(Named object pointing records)

====

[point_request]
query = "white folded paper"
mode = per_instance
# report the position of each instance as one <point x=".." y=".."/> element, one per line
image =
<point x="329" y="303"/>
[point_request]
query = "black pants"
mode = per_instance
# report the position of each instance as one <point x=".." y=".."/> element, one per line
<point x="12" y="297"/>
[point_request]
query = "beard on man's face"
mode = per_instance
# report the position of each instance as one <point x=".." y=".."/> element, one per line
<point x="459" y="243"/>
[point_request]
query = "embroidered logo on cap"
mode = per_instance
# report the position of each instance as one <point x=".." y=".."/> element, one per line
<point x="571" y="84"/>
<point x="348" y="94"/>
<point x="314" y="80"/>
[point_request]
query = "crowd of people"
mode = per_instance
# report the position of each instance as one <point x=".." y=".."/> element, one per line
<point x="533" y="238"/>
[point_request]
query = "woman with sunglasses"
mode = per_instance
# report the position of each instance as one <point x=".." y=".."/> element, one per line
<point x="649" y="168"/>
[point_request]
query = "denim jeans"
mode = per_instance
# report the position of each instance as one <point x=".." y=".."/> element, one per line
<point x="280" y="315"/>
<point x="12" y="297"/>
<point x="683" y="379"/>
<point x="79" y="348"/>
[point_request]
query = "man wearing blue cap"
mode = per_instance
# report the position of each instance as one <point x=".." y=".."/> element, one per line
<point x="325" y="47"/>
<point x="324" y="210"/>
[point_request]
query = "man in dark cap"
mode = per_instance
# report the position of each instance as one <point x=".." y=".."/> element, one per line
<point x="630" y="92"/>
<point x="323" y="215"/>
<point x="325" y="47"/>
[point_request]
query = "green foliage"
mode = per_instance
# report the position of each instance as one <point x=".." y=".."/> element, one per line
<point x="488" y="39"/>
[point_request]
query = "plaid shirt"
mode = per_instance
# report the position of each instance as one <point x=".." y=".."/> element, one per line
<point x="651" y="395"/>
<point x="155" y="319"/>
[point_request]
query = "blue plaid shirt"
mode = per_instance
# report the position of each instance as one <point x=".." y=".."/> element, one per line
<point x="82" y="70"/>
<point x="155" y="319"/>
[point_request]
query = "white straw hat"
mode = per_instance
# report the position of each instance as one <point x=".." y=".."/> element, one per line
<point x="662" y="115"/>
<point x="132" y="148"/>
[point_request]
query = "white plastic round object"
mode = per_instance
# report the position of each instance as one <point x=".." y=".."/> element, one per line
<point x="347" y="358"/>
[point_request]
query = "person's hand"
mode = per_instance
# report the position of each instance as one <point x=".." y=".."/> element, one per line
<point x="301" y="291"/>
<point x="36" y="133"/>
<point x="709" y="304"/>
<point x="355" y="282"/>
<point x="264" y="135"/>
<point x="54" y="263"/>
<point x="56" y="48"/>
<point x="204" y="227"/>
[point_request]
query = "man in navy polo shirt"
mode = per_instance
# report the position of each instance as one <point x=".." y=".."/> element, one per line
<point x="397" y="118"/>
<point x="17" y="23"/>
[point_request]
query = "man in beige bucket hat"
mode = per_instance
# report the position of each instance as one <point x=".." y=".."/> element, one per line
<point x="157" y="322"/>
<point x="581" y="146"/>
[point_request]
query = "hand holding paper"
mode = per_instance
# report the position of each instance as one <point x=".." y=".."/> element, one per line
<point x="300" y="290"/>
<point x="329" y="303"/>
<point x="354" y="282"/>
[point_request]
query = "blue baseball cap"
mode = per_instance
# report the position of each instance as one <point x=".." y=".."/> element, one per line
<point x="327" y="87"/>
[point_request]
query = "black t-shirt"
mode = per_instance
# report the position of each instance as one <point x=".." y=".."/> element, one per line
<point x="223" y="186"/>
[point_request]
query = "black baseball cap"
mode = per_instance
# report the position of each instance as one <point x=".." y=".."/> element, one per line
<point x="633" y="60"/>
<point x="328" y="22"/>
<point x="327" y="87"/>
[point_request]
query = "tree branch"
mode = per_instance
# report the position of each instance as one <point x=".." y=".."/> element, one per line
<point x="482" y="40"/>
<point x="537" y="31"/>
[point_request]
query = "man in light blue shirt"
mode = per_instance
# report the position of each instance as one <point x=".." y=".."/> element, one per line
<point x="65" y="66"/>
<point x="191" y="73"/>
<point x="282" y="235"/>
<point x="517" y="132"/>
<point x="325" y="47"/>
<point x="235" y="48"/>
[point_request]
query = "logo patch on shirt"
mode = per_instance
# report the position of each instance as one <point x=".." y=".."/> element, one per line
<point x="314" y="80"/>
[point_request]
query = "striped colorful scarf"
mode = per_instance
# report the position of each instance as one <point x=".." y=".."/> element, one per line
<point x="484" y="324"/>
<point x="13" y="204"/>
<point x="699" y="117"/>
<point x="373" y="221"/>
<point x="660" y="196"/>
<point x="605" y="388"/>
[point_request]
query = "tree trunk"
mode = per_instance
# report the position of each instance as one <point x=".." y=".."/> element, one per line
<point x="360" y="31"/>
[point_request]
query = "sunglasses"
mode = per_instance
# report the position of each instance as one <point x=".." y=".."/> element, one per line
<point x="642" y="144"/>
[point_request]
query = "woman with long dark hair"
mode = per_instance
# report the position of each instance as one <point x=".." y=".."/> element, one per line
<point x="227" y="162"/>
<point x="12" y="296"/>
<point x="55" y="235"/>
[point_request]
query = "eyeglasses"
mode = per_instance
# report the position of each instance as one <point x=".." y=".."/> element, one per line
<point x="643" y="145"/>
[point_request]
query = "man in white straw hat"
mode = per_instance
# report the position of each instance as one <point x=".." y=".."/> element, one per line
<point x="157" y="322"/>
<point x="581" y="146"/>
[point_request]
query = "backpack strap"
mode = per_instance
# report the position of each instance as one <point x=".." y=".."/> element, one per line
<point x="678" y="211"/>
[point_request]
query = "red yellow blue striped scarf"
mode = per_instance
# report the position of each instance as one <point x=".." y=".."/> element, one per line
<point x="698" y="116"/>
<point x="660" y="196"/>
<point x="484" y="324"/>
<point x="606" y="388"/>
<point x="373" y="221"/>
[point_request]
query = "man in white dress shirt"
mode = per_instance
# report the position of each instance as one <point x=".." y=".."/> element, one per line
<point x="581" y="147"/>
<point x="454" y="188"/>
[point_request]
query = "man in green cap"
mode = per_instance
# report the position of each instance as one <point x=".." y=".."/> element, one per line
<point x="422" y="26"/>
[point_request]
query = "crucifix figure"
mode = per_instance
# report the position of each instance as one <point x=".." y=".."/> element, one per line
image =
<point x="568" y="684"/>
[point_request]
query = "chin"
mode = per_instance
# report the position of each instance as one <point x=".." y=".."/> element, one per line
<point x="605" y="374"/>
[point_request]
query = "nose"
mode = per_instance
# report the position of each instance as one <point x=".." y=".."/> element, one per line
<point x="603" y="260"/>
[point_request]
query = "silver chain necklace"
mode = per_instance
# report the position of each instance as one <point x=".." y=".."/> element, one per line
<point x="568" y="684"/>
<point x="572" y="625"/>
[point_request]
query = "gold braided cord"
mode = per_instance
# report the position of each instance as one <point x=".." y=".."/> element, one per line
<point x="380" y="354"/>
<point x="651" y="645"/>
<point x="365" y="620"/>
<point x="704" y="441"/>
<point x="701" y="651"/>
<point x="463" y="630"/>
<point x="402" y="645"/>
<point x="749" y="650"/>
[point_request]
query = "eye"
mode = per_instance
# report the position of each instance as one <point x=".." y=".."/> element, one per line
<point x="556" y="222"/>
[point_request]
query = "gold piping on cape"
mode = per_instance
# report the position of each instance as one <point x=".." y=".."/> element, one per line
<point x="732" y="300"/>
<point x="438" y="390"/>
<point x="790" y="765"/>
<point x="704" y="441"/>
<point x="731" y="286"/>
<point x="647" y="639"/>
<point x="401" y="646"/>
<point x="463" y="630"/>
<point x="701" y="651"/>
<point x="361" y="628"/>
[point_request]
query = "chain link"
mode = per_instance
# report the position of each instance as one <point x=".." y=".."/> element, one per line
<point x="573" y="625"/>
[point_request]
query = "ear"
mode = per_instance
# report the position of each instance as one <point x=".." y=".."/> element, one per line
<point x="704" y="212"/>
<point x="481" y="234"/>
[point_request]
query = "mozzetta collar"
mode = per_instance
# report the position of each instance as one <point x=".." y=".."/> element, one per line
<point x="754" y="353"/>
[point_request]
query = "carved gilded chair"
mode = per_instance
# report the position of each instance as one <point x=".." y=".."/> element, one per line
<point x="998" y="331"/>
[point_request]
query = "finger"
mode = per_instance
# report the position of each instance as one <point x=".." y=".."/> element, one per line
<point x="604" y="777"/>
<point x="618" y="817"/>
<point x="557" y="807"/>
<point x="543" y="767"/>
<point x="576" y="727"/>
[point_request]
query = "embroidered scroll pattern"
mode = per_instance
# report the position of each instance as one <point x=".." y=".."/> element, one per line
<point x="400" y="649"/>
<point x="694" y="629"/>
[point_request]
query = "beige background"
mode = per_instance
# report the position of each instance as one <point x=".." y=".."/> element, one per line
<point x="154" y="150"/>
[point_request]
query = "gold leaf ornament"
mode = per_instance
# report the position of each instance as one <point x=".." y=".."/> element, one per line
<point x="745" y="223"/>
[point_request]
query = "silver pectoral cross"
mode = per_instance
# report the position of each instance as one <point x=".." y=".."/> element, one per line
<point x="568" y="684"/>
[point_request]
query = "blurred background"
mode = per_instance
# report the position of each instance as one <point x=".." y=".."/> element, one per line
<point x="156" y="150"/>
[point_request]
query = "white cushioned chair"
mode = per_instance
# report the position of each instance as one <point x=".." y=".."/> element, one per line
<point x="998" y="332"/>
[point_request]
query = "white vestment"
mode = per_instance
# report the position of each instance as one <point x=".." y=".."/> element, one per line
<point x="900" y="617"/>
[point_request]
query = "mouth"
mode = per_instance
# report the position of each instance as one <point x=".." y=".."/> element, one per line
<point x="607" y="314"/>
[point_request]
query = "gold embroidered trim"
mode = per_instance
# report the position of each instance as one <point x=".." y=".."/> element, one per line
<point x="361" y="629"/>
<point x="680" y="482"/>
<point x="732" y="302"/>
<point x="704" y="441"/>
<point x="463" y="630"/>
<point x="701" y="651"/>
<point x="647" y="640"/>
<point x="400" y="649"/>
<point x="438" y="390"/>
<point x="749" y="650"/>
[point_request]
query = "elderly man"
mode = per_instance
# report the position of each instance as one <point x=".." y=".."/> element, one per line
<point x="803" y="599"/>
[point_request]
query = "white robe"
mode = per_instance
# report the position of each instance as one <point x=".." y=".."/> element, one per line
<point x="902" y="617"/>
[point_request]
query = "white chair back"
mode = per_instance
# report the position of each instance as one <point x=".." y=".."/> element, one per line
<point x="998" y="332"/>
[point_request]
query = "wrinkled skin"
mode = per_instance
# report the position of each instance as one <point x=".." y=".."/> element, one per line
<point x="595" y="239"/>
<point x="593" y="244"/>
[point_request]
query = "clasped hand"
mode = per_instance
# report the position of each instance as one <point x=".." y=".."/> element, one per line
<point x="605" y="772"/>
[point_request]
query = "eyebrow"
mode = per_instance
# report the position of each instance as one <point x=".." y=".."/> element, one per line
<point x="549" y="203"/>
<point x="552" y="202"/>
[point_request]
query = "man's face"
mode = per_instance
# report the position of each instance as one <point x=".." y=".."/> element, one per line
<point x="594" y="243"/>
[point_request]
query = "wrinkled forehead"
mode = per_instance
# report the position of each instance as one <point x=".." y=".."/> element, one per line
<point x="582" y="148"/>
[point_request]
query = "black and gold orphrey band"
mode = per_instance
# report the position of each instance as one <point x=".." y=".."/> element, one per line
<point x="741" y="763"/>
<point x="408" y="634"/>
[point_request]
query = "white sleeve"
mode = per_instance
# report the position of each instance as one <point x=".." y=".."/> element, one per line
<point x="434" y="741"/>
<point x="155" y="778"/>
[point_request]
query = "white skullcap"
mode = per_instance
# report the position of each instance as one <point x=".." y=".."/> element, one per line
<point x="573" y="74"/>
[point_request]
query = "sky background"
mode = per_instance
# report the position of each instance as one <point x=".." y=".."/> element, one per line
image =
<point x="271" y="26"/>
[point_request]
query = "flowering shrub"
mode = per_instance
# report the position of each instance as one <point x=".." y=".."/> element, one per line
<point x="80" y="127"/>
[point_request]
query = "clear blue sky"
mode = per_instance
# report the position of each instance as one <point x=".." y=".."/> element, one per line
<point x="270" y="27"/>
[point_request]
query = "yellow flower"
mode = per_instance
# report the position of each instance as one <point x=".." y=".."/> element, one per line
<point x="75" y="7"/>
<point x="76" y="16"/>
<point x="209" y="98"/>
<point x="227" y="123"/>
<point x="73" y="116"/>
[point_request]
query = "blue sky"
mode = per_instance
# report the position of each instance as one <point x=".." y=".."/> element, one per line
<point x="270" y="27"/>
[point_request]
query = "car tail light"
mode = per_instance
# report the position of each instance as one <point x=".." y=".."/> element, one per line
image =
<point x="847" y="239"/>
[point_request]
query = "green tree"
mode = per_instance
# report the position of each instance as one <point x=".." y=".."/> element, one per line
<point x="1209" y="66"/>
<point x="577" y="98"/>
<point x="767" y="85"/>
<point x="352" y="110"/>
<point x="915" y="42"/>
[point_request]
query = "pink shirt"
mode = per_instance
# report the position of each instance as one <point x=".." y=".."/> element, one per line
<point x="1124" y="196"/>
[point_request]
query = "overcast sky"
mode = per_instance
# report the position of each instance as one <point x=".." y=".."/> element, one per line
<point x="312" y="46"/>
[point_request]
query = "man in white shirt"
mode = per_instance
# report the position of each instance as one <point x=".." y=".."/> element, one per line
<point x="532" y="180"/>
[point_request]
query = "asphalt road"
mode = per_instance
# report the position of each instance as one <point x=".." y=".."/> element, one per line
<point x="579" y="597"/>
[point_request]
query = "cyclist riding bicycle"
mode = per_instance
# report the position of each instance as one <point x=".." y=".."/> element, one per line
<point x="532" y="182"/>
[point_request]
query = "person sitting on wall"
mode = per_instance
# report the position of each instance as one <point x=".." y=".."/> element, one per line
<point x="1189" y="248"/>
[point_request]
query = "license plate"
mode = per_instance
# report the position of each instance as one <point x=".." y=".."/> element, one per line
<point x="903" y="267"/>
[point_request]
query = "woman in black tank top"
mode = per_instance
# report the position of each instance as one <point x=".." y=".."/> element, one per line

====

Report each line of the records above that contains the word "logo", matching case exactly.

### Correct result
query = "embroidered logo on cap"
query = "logo patch on shirt"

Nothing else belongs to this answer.